-- PROBLEM --
Write out the data below exactly, beginning with the first line and ending once the line that has "Question. Point out every instance of the bush" is written.

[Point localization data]
>>>>>

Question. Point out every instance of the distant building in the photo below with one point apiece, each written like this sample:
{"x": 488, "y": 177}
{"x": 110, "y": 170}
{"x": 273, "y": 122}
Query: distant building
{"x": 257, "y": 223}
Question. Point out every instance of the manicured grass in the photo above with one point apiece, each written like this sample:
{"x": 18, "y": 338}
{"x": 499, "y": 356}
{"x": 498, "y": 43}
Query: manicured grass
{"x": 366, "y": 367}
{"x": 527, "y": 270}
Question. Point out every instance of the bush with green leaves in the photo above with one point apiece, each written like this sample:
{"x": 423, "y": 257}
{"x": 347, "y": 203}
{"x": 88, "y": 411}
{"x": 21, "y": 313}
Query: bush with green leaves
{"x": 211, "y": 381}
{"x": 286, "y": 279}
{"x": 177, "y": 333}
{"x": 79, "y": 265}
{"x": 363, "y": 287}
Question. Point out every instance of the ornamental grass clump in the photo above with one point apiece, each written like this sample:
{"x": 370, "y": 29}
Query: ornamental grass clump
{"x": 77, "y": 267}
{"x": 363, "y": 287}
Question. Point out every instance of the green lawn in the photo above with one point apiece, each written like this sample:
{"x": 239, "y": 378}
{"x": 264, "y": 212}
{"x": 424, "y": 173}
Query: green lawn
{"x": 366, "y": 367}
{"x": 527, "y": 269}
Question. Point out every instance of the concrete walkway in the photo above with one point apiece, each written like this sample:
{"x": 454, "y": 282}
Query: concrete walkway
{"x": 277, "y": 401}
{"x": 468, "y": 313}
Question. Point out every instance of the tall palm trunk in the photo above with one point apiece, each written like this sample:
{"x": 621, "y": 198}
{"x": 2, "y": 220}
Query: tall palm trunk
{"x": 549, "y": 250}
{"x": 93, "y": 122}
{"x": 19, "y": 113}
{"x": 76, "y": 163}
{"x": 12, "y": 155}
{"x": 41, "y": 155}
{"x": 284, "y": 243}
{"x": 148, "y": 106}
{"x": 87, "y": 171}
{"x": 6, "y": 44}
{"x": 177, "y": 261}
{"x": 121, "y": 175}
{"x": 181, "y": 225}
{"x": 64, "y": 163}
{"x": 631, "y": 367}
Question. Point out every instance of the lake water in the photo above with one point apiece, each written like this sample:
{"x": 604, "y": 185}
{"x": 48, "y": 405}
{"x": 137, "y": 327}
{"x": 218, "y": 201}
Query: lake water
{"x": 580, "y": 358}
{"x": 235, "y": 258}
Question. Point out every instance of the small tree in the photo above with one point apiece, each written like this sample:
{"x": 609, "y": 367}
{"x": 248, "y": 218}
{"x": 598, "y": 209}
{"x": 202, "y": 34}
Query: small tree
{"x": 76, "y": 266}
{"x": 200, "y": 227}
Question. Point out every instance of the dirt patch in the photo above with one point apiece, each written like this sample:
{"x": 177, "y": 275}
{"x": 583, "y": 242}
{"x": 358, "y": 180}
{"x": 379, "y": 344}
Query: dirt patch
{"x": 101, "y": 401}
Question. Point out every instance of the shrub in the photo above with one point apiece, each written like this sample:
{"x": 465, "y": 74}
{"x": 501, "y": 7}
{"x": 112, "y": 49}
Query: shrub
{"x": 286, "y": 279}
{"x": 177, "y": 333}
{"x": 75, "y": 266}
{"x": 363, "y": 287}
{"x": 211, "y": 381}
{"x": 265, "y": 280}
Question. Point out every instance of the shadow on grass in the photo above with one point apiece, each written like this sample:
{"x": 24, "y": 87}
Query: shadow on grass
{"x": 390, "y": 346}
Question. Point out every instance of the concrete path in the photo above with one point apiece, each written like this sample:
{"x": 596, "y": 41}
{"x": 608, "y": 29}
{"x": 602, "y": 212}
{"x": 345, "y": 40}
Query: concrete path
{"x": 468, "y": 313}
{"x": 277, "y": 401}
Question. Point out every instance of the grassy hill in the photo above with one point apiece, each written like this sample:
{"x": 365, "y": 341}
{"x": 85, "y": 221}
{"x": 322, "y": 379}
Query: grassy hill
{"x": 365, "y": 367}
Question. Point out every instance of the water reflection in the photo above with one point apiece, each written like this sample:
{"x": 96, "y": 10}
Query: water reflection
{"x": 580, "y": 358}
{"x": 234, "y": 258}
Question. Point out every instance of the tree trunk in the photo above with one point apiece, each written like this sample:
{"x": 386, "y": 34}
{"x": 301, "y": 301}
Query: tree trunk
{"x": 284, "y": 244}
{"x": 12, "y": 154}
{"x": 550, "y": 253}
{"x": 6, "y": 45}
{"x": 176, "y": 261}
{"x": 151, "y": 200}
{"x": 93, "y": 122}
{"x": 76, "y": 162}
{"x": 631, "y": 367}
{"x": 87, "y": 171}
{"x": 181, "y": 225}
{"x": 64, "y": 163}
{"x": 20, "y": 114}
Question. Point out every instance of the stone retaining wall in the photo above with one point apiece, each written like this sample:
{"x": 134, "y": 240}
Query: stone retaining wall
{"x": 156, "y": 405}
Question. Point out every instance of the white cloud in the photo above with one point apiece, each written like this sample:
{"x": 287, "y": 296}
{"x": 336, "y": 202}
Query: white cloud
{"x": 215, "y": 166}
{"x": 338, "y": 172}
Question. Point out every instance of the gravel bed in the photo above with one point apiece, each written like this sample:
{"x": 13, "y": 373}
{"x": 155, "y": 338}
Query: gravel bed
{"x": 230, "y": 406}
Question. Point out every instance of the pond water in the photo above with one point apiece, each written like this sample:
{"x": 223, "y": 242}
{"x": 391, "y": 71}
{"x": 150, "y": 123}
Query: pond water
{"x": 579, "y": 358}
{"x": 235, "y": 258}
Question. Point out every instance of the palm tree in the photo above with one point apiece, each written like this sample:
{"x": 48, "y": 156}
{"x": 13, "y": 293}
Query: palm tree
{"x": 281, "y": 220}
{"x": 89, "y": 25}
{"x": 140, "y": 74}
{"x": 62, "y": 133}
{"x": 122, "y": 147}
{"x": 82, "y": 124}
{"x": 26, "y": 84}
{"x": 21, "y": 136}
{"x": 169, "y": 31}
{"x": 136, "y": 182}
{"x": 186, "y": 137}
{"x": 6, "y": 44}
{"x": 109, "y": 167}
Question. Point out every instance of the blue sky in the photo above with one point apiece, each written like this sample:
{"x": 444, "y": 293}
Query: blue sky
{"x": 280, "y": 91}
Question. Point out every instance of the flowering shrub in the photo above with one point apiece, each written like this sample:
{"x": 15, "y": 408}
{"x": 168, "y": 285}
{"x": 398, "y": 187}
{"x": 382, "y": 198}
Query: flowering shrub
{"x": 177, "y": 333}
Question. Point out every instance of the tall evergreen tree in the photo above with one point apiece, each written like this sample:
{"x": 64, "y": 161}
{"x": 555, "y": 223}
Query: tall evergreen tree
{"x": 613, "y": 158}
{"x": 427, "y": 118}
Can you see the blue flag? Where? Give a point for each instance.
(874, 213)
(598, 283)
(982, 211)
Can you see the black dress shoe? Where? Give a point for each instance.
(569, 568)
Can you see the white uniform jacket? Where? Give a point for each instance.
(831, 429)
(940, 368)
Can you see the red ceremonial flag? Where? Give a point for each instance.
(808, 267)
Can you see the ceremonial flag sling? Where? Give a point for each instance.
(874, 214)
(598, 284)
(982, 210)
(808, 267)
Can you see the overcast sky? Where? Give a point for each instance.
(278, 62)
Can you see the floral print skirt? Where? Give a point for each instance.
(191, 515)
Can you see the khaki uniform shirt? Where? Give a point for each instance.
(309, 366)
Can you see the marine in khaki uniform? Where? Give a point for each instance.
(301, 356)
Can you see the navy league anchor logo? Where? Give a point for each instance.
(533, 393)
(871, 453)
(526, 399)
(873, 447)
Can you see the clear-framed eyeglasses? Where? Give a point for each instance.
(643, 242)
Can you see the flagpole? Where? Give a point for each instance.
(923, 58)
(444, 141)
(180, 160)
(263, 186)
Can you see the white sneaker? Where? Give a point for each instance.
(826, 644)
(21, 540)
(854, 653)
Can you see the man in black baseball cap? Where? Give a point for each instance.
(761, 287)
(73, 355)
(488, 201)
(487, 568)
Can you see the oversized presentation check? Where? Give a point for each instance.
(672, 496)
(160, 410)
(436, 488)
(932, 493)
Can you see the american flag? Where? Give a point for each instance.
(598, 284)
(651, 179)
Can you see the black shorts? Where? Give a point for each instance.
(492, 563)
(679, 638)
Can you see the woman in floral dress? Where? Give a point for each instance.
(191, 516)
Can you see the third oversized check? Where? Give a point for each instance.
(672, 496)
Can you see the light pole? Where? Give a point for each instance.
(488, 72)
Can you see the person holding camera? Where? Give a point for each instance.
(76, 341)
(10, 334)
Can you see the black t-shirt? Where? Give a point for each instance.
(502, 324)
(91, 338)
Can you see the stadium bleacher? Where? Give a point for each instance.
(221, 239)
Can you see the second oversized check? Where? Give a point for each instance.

<<<<<

-- RESPONSE AREA --
Question. Point out every instance of the distant building in the photo below with one point apiece, each written like this sample:
{"x": 488, "y": 177}
{"x": 110, "y": 170}
{"x": 273, "y": 122}
Query: distant building
{"x": 257, "y": 223}
Question. Point out every instance of the manicured grass in the photo above with one point apiece, each written like this sample:
{"x": 18, "y": 338}
{"x": 499, "y": 356}
{"x": 498, "y": 43}
Query: manicured grass
{"x": 366, "y": 367}
{"x": 527, "y": 270}
Question. Point out every instance of the bush with green leaves in the photo above with one point apiece, each written like this sample:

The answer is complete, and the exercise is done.